:: TASK DATA ::

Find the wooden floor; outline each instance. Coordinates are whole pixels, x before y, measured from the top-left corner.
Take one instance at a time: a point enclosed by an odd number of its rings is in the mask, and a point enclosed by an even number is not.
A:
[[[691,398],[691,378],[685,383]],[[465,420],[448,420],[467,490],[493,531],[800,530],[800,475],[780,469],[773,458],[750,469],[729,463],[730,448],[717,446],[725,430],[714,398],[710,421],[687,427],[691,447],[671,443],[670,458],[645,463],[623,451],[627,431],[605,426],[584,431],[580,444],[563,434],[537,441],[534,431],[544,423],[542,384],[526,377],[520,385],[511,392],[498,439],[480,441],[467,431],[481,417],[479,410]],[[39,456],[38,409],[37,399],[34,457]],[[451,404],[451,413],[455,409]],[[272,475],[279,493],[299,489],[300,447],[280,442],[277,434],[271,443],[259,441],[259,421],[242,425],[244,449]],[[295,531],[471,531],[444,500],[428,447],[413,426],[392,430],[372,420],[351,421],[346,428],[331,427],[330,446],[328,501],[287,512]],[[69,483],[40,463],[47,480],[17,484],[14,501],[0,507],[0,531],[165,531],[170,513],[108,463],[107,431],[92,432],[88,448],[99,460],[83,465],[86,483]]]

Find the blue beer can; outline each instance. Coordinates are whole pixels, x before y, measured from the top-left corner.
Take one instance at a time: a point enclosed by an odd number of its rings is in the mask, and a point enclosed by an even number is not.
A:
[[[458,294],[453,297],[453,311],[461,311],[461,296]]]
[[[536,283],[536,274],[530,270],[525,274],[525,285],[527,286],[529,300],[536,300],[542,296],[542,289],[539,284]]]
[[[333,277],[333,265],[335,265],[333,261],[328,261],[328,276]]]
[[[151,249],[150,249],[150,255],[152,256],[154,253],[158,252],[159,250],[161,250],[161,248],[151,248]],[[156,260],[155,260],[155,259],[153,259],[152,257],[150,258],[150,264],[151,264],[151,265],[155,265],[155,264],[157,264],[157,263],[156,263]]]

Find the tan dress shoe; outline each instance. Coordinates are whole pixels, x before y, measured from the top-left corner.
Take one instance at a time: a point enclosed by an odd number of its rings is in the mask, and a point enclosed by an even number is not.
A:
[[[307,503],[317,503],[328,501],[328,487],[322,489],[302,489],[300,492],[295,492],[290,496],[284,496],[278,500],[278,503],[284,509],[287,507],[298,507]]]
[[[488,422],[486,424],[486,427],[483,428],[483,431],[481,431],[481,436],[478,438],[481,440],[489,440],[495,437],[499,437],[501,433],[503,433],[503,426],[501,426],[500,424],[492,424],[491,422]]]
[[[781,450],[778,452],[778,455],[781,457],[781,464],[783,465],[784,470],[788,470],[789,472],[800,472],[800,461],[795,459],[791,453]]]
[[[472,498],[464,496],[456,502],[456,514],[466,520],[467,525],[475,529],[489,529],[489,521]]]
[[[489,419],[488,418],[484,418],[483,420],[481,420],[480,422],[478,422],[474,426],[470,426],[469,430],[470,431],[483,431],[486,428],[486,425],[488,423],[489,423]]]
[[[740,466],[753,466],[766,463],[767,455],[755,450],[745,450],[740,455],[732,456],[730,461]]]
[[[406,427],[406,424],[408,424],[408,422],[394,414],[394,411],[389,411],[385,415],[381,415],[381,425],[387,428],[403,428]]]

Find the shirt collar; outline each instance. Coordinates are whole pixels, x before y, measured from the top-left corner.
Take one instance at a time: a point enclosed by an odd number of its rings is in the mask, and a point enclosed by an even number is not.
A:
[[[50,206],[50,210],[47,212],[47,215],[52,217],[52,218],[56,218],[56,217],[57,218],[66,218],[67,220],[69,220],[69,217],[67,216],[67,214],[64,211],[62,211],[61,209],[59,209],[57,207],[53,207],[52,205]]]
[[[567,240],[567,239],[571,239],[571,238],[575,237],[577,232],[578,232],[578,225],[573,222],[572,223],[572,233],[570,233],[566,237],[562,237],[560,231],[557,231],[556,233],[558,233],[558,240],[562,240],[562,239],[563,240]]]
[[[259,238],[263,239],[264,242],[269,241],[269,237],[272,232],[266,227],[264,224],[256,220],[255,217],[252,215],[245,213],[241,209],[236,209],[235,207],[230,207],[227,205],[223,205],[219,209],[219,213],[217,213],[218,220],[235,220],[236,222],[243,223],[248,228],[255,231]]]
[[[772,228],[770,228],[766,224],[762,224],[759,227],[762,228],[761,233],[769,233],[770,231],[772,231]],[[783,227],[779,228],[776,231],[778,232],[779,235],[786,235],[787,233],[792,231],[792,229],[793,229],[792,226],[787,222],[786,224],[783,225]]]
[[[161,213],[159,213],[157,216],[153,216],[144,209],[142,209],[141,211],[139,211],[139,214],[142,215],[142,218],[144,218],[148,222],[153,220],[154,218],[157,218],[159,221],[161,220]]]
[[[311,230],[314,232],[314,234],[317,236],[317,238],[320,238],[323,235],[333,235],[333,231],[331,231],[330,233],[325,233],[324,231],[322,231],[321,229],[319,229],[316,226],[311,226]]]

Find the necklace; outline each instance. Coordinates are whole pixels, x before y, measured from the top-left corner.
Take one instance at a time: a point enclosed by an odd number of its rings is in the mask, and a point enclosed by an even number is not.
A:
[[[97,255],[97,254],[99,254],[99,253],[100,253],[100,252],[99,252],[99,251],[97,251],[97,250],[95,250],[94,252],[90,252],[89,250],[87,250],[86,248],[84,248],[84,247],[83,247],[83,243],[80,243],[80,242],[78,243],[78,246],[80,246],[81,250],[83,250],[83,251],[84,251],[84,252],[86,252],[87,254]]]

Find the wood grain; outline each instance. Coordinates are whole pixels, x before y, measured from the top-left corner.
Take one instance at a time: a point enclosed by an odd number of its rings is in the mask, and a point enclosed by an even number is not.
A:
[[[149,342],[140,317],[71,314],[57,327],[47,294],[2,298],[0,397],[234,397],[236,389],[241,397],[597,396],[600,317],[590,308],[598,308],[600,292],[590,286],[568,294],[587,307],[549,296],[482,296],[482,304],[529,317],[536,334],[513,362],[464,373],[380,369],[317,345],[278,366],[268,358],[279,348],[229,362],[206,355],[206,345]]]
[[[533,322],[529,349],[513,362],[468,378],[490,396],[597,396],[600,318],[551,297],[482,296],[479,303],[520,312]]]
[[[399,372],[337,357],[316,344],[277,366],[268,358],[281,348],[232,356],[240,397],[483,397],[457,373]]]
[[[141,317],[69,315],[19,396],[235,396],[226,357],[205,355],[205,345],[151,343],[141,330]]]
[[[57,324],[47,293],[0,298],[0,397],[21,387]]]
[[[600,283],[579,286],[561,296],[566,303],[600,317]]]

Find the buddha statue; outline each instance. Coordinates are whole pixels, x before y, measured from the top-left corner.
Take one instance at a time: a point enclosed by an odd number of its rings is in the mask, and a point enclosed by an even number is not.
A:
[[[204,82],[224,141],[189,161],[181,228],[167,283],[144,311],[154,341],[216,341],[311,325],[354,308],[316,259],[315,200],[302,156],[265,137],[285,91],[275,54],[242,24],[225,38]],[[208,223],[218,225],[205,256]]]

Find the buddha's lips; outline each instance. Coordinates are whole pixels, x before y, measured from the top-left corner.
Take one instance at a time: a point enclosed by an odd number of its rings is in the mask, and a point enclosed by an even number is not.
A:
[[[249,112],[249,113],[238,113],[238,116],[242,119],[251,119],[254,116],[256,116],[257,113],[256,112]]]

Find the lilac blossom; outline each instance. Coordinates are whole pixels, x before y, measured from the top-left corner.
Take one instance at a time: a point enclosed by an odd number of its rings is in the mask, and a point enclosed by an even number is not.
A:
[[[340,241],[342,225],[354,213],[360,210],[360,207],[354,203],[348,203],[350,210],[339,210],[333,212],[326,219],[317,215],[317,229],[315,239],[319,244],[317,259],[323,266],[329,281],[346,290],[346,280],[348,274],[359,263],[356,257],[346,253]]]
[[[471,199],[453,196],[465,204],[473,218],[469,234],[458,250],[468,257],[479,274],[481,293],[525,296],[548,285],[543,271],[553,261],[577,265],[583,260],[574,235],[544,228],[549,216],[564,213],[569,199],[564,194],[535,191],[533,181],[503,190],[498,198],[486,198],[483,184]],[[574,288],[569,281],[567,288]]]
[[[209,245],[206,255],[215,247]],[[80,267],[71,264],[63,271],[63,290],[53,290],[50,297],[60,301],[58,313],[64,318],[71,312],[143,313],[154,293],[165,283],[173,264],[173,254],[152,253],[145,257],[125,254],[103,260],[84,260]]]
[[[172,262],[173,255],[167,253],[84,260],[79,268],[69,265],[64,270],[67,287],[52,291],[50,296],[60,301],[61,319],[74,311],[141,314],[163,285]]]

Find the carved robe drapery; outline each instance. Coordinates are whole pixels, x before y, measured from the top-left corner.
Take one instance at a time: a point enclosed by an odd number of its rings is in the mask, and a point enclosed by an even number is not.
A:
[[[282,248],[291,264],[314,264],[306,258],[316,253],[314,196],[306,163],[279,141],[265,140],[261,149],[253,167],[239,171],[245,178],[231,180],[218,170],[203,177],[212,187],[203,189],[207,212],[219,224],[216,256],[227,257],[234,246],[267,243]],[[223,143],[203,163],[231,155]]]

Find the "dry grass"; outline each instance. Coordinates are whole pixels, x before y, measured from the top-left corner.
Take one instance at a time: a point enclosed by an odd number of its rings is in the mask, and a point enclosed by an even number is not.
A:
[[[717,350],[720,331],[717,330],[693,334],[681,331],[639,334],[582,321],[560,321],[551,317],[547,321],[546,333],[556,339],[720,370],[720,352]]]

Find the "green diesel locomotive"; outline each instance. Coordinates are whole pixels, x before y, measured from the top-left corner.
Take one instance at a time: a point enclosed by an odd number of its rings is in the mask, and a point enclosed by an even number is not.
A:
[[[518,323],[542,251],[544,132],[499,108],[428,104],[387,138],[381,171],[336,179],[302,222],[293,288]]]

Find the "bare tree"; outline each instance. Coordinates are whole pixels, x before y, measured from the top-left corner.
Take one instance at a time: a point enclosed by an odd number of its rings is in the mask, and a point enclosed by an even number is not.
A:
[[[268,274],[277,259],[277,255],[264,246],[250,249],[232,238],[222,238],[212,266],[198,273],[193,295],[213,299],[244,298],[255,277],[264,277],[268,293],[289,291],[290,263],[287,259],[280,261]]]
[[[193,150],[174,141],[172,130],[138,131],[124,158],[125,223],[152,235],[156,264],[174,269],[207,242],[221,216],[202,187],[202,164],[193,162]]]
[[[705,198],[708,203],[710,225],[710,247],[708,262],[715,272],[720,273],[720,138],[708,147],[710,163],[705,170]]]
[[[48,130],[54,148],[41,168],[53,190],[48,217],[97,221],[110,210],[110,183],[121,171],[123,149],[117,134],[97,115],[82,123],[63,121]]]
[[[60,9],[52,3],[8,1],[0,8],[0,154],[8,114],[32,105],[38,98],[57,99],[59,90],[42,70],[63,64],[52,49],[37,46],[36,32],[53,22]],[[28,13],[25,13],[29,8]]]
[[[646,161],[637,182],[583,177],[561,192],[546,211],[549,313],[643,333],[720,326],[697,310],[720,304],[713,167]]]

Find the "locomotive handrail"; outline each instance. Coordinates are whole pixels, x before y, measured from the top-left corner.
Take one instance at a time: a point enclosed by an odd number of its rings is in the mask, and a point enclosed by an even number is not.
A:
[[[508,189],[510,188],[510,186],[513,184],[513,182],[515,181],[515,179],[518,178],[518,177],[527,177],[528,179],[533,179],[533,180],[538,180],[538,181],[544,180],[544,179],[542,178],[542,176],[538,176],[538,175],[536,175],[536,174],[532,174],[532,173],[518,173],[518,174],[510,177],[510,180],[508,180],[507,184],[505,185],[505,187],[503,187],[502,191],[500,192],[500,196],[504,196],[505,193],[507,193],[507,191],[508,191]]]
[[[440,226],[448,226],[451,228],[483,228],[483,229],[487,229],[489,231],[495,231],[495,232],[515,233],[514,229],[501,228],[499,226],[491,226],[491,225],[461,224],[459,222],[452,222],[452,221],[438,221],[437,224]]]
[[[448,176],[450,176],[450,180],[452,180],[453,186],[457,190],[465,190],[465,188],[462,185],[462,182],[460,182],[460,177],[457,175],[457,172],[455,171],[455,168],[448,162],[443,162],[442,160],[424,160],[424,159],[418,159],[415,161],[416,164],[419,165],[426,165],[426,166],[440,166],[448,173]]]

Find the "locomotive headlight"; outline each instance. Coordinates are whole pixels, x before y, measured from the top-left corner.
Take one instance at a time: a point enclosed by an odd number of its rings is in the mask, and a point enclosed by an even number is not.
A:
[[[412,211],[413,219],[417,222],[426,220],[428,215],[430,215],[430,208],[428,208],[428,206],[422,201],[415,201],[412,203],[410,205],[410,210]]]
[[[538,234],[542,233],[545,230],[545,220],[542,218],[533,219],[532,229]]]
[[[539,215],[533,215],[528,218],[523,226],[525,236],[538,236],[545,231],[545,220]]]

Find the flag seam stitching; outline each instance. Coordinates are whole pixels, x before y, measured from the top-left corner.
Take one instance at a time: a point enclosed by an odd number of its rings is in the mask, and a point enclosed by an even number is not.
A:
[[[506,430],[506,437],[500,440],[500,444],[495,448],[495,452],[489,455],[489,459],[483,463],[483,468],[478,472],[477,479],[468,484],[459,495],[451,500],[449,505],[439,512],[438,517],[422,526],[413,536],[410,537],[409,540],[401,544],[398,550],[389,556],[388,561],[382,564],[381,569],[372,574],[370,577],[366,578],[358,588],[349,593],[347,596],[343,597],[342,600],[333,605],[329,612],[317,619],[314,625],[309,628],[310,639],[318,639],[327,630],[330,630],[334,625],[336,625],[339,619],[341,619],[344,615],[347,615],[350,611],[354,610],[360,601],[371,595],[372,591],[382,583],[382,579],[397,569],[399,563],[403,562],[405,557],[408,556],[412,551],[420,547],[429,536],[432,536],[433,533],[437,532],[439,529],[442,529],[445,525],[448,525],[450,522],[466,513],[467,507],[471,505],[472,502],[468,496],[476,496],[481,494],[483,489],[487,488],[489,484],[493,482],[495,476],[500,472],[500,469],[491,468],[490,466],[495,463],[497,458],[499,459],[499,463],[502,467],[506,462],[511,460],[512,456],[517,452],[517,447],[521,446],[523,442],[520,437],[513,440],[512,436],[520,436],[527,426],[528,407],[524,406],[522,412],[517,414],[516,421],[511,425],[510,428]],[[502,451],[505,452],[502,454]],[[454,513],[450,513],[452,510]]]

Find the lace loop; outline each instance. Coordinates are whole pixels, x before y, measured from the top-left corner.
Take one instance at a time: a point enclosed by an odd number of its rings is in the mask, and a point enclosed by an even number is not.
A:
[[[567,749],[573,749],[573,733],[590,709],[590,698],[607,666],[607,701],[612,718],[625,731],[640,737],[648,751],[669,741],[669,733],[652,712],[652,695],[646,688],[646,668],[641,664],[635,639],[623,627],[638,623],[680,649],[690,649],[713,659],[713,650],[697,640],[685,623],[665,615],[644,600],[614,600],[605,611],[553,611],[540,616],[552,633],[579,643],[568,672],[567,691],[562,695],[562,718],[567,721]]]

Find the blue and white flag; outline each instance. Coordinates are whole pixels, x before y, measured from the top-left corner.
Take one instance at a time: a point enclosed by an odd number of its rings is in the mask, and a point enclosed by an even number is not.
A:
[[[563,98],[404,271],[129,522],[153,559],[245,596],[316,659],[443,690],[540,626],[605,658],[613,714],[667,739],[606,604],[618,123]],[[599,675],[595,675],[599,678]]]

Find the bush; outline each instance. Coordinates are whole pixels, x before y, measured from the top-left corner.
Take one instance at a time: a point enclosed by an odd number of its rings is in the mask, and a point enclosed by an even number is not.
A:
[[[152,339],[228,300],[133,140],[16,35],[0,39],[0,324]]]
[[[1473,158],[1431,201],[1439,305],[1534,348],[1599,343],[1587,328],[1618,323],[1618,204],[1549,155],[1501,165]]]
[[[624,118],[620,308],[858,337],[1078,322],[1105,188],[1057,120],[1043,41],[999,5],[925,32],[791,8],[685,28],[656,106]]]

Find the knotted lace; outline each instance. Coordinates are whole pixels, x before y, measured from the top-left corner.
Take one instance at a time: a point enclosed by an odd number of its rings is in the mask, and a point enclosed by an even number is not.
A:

:: EXERCISE REQUIREMENTS ::
Find all the lines with "locomotive" in the data and copy them.

:: ANSWER FOR THE TASK ::
Find the "green diesel locomotive"; outline each instance. Coordinates are whole pixels, x before y, measured from the top-left corner.
Find the "locomotive handrail"; outline each instance. Coordinates are whole pixels, x before y, measured from the top-left corner.
Find the "locomotive headlight"; outline each instance. Coordinates are whole pixels, x before y, measured from the top-left corner.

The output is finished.